Attention and Form: How do contemporary short stories negotiate, resist, or accommodate fragmented attention? What formal innovations emerge from these negotiations?


Distribution and Access: The migration of short fiction from mass-market magazines to literary journals, online platforms, and subscription services. What audiences are included or excluded by these shifts?


Speed and Slowness: Does the short story require a different temporality than other forms? How do contemporary writers engage with or subvert expectations of “quick” reading?


Immersion vs. Intensity: Why do readers choose novelistic immersion over short story concentration? What pleasures or affordances does each mode offer?


Popular Roots, Elite Present: How did a form with deeply democratic origins become associated with literary prestige? What is gained or lost in this transformation?


Digital Habitats: Short fiction on social media, in email newsletters, on platforms like Wattpad or Medium. How do digital environments reshape the form’s possibilities?


The Politics of Fragmentation: Reading the decline of both the short story and grand narratives as interconnected phenomena. What political work can or can’t short fiction perform today?


Productive Distraction: Following Goldsmith and others, can we theorize distracted or superficial reading as generative rather than deficient? What would this mean for short story criticism?


Genre and Niche: Science fiction, horror, speculative fiction, and other genre short stories as thriving subcultural forms. What sustains short fiction in these communities?


Global Perspectives: How do these questions play out differently across national literatures and literary markets? Where is short fiction thriving, and why?


Pedagogical Implications: Teaching short stories in an age of distraction. What happens in the classroom?


The Future of the Form: Speculative or evidence-based arguments about where short fiction is headed. New hybrids, mutations, or extinctions?

→ **Exercise materials**
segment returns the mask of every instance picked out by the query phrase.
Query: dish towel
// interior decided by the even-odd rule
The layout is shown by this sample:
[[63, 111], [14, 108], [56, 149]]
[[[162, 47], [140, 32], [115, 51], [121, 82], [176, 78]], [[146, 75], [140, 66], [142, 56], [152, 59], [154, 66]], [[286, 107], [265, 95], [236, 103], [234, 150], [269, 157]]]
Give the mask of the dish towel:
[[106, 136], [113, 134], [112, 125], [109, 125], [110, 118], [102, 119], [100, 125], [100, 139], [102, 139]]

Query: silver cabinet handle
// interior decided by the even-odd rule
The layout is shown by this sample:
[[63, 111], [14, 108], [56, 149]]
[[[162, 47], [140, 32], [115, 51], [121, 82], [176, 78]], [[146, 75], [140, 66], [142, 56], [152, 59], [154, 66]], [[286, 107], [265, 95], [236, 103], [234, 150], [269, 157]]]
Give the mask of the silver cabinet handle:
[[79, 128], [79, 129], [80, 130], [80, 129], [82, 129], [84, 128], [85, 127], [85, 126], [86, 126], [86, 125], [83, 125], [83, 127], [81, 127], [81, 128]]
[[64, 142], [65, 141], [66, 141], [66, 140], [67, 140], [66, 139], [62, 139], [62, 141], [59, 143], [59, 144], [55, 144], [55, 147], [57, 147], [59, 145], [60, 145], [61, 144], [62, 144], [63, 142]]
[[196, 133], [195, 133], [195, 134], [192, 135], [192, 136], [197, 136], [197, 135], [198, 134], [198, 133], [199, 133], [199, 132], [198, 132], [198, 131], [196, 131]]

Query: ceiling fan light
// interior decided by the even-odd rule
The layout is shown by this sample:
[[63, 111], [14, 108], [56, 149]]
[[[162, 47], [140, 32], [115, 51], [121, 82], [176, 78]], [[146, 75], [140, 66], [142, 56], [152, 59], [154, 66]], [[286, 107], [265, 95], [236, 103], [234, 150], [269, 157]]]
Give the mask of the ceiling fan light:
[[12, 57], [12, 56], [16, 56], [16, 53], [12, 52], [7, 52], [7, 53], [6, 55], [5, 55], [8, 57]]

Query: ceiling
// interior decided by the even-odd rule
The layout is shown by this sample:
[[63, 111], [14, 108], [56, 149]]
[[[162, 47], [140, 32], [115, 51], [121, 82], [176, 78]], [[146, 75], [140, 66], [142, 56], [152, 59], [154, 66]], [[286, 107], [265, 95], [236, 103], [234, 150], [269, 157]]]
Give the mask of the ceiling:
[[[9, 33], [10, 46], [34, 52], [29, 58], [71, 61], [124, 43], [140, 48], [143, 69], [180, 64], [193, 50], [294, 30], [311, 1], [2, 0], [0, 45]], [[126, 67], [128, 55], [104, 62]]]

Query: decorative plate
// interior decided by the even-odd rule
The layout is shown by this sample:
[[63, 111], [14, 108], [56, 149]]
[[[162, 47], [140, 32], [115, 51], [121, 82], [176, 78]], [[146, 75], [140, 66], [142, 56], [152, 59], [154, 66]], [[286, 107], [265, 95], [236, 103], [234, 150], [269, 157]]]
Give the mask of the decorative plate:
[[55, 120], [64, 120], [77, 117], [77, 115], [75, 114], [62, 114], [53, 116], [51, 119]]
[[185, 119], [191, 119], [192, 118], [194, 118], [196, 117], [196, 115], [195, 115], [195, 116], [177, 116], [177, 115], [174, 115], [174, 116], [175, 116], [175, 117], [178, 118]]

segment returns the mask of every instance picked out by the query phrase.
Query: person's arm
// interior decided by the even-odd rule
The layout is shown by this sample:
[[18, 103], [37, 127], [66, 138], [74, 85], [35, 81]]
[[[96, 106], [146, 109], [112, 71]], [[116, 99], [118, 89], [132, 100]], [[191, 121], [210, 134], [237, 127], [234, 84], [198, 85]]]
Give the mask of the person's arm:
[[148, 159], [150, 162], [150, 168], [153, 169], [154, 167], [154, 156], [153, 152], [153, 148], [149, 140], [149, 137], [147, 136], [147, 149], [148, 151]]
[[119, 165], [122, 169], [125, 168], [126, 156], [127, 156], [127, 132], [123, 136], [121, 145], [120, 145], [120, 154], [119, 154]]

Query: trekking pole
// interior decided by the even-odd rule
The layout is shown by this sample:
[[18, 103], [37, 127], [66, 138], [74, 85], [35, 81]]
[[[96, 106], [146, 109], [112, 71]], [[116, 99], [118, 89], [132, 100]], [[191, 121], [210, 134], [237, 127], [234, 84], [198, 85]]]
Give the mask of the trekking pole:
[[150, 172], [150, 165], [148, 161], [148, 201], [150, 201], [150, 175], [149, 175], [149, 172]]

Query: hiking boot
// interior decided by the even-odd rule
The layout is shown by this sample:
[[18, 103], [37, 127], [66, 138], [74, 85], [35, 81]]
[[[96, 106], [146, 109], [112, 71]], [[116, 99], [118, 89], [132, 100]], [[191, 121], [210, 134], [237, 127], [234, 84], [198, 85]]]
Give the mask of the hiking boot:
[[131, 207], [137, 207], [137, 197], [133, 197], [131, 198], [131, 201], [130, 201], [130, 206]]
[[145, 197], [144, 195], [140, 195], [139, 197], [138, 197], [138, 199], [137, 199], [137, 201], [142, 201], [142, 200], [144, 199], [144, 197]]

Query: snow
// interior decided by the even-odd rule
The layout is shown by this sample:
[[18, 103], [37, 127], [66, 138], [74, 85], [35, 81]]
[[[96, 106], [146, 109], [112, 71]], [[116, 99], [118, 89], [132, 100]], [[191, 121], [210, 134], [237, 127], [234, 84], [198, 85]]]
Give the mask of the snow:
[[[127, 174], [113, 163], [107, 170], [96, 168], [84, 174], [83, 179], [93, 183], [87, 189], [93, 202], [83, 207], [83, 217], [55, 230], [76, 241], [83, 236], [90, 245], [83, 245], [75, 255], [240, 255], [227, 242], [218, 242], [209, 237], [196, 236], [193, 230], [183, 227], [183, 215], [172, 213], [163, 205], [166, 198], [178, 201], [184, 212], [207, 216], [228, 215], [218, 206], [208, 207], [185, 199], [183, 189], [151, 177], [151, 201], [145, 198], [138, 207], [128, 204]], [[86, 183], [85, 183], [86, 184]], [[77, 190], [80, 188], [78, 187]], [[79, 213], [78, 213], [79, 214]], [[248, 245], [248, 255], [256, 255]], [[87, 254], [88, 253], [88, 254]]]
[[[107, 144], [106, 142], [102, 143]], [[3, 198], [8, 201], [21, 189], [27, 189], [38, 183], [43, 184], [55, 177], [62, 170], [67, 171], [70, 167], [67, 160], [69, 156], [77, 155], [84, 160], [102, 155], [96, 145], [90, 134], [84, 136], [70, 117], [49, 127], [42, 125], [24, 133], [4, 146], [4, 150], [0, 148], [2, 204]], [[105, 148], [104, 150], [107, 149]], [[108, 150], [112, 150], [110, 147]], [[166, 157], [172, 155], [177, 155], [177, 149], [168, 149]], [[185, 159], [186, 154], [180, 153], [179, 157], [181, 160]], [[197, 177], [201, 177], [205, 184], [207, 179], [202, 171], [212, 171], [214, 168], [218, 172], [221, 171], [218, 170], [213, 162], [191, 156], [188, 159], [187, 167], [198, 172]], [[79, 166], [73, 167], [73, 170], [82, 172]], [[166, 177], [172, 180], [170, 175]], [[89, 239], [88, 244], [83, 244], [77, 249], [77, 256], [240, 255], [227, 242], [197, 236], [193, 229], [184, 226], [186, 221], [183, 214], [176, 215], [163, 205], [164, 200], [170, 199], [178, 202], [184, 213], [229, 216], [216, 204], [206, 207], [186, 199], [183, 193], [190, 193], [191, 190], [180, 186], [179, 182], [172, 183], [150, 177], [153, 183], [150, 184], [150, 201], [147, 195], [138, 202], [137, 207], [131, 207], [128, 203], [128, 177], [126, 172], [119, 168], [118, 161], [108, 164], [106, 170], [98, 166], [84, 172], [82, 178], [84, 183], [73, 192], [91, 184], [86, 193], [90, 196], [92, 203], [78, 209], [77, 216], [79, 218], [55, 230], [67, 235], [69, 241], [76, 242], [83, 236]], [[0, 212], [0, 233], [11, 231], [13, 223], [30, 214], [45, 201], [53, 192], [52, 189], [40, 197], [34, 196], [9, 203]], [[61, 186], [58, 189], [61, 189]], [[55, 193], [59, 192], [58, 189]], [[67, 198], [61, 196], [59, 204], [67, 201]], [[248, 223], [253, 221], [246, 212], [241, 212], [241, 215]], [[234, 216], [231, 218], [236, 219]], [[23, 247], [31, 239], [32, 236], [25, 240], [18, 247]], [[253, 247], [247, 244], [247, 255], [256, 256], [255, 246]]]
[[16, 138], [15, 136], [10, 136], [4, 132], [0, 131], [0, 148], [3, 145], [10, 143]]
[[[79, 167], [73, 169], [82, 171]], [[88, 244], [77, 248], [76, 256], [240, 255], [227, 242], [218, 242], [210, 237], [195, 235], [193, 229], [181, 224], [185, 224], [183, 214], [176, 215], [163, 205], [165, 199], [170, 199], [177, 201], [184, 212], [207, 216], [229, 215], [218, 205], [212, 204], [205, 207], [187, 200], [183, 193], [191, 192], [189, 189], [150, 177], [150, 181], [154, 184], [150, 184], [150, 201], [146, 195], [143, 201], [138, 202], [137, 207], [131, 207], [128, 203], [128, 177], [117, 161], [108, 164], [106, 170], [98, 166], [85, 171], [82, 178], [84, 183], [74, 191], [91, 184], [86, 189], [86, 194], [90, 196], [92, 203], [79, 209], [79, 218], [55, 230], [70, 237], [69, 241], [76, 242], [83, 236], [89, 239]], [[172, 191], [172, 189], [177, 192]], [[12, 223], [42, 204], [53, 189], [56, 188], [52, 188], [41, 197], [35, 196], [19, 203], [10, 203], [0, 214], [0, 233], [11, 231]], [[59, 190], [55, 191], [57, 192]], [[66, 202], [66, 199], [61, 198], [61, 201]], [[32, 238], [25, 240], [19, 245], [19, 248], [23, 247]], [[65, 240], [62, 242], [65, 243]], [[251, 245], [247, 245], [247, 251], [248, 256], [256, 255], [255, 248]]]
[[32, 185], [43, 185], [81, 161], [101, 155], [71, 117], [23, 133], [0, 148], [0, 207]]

→ **Short task 1**
In the short-fiction topics list, which two platforms are named as examples under "Digital Habitats"?
→ **Short task 2**
Reproduce the part of the records that opens with the line containing "Query: decorative plate" and closes with the line containing "175], [149, 172]]".
The text and the records were drawn from separate, unrelated sources.

→ **Correct output 1**
Wattpad and Medium.

→ **Correct output 2**
Query: decorative plate
// interior decided by the even-odd rule
The layout is shown by this sample:
[[63, 111], [14, 108], [56, 149]]
[[[162, 47], [140, 32], [115, 51], [121, 82], [176, 78]], [[146, 75], [140, 66], [142, 56], [152, 59], [154, 66]], [[286, 107], [265, 95], [236, 103], [234, 150], [269, 157]]]
Give the mask of the decorative plate:
[[55, 120], [64, 120], [77, 117], [77, 115], [75, 114], [62, 114], [53, 116], [51, 119]]
[[185, 119], [191, 119], [192, 118], [194, 118], [196, 117], [196, 115], [195, 115], [195, 116], [177, 116], [177, 115], [174, 115], [174, 116], [175, 116], [175, 117], [178, 118]]

segment returns the mask of every instance picked out by the query phrase.
Query: person's arm
// interior decided by the even-odd rule
The layout is shown by this sample:
[[18, 103], [37, 127], [66, 138], [74, 85], [35, 81]]
[[[96, 106], [146, 109], [112, 71]], [[116, 99], [118, 89], [132, 100]], [[191, 121], [210, 134], [237, 127], [234, 84], [198, 85]]]
Give the mask of the person's arm:
[[148, 159], [150, 162], [150, 168], [153, 169], [154, 167], [154, 156], [153, 152], [153, 148], [149, 140], [149, 137], [147, 136], [147, 149], [148, 151]]
[[119, 165], [122, 169], [125, 168], [126, 156], [127, 156], [127, 132], [123, 136], [121, 145], [120, 145], [120, 154], [119, 154]]

Query: trekking pole
// interior decided by the even-odd rule
The layout is shown by this sample:
[[18, 103], [37, 127], [66, 138], [74, 85], [35, 81]]
[[[96, 106], [146, 109], [112, 71]], [[116, 99], [118, 89], [132, 100]], [[191, 121], [210, 134], [237, 127], [234, 84], [198, 85]]]
Give the mask of the trekking pole:
[[150, 172], [150, 165], [148, 161], [148, 201], [150, 201], [150, 175], [149, 175], [149, 172]]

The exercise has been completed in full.